**WHAT IS BEING ASKED**
In the Lamiophlomis rotata abstract below, change "drone images" to "UAV images" and write out the stretch from "Identifying and mapping" through "of medicinal plants." with that edit.

**TEXT SEGMENT**
*** Begin section ***

Computer vision-based phenotyping for improvement of plant productivity: a machine learning perspective

Identifying and mapping individual medicinal plant Lamiophlomis rotata at high elevations by using unmanned aerial vehicles and deep learning

BACKGROUND

The identification and enumeration of medicinal plants at high elevations is an important part of accurate yield calculations. However, the current assessment of medicinal plant reserves continues to rely on field sampling surveys, which are cumbersome and time-consuming. Recently, unmanned aerial vehicle (UAV) remote sensing and deep learning (DL) have provided ultrahigh-resolution imagery and high-accuracy object recognition techniques, respectively, providing an excellent opportunity to improve the current manual surveying of plants. However, accurate segmentation of individual plants from drone images remains a significant challenge due to the large variation in size, geometry, and distribution of medicinal plants.

RESULTS

In this study, we proposed a new pipeline for wild medicinal plant detection and yield assessment based on UAV and DL that was specifically designed for detecting wild medicinal plants in an orthomosaic. We used a drone to collect panoramic images of Lamioplomis rotata Kudo (LR) in high-altitude areas. Then, we annotated and cropped these images into equally sized sub-images and used a DL model Mask R-CNN for object detection and segmentation of LR. Finally, on the basis of the segmentation results, we accurately counted the number and yield of LRs. The results showed that the Mask R-CNN model based on the ResNet-101 backbone network was superior to ResNet-50 in all evaluation indicators. The average identification precision of LR by Mask R-CNN based on the ResNet-101 backbone network was 89.34%, while that of ResNet-50 was 88.32%. The cross-validation results showed that the average accuracy of ResNet-101 was 78.73%, while that of ResNet-50 was 71.25%. According to the orthomosaic, the average number and yield of LR in the two sample sites were 19,376 plants and 57.93 kg and 19,129 plants and 73.5 kg respectively.

CONCLUSIONS

The combination of DL and UAV remote sensing reveals significant promise in medicinal plant detection, counting, and yield prediction, which will benefit the monitoring of their populations for conservation assessment and management, among other applications.

*** End section ***

**EXERCISE DATA**
*** Begin section ***

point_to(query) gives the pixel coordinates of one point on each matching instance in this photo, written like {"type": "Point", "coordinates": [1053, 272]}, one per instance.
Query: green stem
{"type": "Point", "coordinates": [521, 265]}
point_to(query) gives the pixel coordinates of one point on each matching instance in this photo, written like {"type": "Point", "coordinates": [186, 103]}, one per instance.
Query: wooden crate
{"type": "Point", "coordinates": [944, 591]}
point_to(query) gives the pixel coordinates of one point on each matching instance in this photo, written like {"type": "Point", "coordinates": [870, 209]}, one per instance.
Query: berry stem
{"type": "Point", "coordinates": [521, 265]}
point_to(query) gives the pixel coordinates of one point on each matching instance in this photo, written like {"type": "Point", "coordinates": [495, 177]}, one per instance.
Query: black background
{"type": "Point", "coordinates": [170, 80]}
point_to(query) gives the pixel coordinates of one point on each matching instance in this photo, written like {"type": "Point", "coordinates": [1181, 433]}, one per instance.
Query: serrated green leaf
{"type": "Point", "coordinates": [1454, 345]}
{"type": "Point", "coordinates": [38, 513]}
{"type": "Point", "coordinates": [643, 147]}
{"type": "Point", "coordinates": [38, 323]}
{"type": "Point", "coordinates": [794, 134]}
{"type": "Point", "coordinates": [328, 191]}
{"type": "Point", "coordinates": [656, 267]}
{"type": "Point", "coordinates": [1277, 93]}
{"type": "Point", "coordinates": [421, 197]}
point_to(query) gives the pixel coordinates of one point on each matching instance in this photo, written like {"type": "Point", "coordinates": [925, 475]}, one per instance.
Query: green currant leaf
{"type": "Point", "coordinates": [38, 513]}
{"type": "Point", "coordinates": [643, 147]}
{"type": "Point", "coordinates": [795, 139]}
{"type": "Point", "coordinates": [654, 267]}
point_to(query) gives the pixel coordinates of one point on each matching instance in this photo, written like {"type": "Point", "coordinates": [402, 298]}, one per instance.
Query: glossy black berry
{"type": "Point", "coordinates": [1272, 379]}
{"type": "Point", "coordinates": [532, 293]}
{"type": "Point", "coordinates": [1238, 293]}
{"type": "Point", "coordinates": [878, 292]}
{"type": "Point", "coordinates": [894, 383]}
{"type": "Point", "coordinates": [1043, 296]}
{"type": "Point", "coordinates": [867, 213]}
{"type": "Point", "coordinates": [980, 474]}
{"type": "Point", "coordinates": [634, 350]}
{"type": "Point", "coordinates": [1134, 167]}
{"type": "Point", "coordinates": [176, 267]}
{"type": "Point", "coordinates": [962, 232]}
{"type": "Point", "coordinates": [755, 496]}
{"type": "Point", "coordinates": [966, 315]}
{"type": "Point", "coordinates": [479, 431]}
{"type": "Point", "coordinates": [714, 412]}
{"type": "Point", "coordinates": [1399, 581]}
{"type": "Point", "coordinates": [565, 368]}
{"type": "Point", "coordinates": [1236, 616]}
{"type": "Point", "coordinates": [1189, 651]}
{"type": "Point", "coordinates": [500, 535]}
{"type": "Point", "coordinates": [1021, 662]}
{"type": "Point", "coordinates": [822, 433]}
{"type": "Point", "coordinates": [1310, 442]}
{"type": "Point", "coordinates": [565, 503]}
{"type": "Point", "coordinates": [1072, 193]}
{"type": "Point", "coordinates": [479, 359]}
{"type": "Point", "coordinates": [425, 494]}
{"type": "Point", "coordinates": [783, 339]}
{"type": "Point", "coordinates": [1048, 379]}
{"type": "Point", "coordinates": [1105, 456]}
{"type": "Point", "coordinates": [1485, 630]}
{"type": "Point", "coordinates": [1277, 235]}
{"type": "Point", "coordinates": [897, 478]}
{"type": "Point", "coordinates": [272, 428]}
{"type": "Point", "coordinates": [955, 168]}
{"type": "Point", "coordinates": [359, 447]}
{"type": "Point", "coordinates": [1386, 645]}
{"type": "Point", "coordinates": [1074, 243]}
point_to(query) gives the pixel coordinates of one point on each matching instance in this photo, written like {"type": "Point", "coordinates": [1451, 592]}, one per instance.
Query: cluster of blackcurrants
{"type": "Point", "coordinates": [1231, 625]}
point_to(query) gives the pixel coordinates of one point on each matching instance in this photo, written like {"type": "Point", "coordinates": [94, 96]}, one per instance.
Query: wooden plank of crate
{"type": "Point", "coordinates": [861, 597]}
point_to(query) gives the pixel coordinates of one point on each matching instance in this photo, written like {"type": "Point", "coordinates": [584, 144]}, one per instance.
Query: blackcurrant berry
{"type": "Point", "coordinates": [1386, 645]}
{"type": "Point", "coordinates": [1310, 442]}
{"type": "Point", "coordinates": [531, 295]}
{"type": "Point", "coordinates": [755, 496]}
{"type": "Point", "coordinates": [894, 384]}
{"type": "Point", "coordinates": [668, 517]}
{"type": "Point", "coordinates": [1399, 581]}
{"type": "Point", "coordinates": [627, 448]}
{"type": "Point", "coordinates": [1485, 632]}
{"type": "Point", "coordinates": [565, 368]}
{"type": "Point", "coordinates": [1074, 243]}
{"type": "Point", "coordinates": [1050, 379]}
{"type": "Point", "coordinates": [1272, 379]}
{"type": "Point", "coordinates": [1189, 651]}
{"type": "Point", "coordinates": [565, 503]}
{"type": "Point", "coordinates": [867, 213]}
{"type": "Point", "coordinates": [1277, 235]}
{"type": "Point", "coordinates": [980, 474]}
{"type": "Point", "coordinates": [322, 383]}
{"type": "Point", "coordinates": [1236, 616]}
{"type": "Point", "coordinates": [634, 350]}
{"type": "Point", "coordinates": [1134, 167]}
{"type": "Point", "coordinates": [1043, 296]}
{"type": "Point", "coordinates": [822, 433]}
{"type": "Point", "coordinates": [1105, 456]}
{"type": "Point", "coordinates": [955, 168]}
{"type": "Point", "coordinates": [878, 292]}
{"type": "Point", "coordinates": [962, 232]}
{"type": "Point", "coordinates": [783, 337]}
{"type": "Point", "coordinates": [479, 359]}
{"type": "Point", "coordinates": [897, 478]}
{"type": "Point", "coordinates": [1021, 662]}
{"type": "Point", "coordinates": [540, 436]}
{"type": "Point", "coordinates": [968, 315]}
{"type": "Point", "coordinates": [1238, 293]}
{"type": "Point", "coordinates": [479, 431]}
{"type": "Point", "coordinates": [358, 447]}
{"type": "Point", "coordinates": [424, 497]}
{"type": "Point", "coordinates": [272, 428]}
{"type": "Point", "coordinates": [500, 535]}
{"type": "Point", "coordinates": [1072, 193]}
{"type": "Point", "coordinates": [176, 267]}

*** End section ***

**PROBLEM SOLUTION**
Identifying and mapping individual medicinal plant Lamiophlomis rotata at high elevations by using unmanned aerial vehicles and deep learning

BACKGROUND

The identification and enumeration of medicinal plants at high elevations is an important part of accurate yield calculations. However, the current assessment of medicinal plant reserves continues to rely on field sampling surveys, which are cumbersome and time-consuming. Recently, unmanned aerial vehicle (UAV) remote sensing and deep learning (DL) have provided ultrahigh-resolution imagery and high-accuracy object recognition techniques, respectively, providing an excellent opportunity to improve the current manual surveying of plants. However, accurate segmentation of individual plants from UAV images remains a significant challenge due to the large variation in size, geometry, and distribution of medicinal plants.